SELECTED TEXT —
+-------+

STEVE: I fail to see the problem. This sounds like a perfect plan. Let's do it.

SILVIA: If only all VPs would listen to that.

JORDAN: I know. It'll work, right?

NIALL: So there's some nuance here about how you would address that. But I think the underlying intuition that actually-- quotes were not very good at figuring out what's going to happen with the software after we have written it, which of course, is true. Software is a complicated thing. The world is a complicated thing, and so on. All of that being true, you would like to say, generally-- not always-- but generally reliability work has the kind of scope that allows it to be interpreted-- its consequences to be interpreted way better than overall feature work. And so you could trade a much wider scope for a narrower scope or whatever. Now of course, then you get the implementations or the reliability work, which is actually build new system x or retrofit Paxos into your data model or screaming horror style stuff like that. But in general, I feel we should be making more petitions towards complexity, simplification and all of the other things I was talking about in the context of the Microsoft research.

+-------+

(Stored dataset items)

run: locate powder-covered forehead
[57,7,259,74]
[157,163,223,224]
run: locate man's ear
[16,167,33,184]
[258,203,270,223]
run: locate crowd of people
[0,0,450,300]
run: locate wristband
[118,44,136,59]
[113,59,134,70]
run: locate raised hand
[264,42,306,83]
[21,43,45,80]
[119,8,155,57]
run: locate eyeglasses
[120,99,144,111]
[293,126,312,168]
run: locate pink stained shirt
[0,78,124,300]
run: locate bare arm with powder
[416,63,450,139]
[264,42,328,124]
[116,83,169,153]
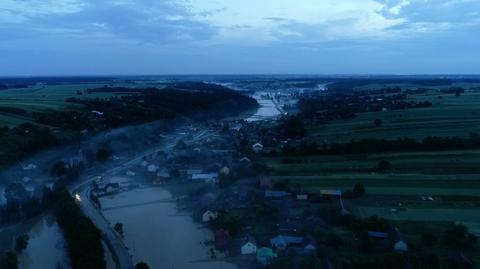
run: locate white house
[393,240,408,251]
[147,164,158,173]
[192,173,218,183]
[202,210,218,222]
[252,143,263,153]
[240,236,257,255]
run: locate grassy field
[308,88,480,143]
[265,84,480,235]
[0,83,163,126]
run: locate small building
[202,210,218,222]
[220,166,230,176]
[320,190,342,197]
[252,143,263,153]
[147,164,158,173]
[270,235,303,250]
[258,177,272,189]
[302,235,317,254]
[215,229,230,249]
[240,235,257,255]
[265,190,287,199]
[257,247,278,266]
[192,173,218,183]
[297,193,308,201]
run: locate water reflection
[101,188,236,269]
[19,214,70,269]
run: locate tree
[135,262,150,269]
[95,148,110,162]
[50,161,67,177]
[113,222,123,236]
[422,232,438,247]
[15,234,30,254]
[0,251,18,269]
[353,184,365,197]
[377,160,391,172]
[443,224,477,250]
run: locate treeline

+-------+

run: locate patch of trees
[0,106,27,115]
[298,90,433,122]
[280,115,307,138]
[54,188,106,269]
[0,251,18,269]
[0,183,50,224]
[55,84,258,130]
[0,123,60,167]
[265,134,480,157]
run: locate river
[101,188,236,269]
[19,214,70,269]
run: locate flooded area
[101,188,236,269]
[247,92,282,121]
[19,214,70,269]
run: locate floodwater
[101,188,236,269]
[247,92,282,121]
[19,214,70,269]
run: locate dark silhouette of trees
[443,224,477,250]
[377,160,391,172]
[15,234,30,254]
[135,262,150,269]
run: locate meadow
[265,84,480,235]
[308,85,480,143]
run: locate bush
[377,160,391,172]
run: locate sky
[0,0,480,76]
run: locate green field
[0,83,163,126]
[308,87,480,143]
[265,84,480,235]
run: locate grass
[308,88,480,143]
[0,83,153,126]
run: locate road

+-------+

STATED PROBLEM A — In the conversation above, what does Steve say the plan sounds like?
STATED PROBLEM B — Name every speaker in the conversation.
STATED PROBLEM C — Copy the conversation word for word from "STEVE: I fail" to "It'll work, right?".

TASK RESPONSE A — A perfect plan.

TASK RESPONSE B — Steve, Silvia, Jordan, Niall

TASK RESPONSE C —
STEVE: I fail to see the problem. This sounds like a perfect plan. Let's do it.

SILVIA: If only all VPs would listen to that.

JORDAN: I know. It'll work, right?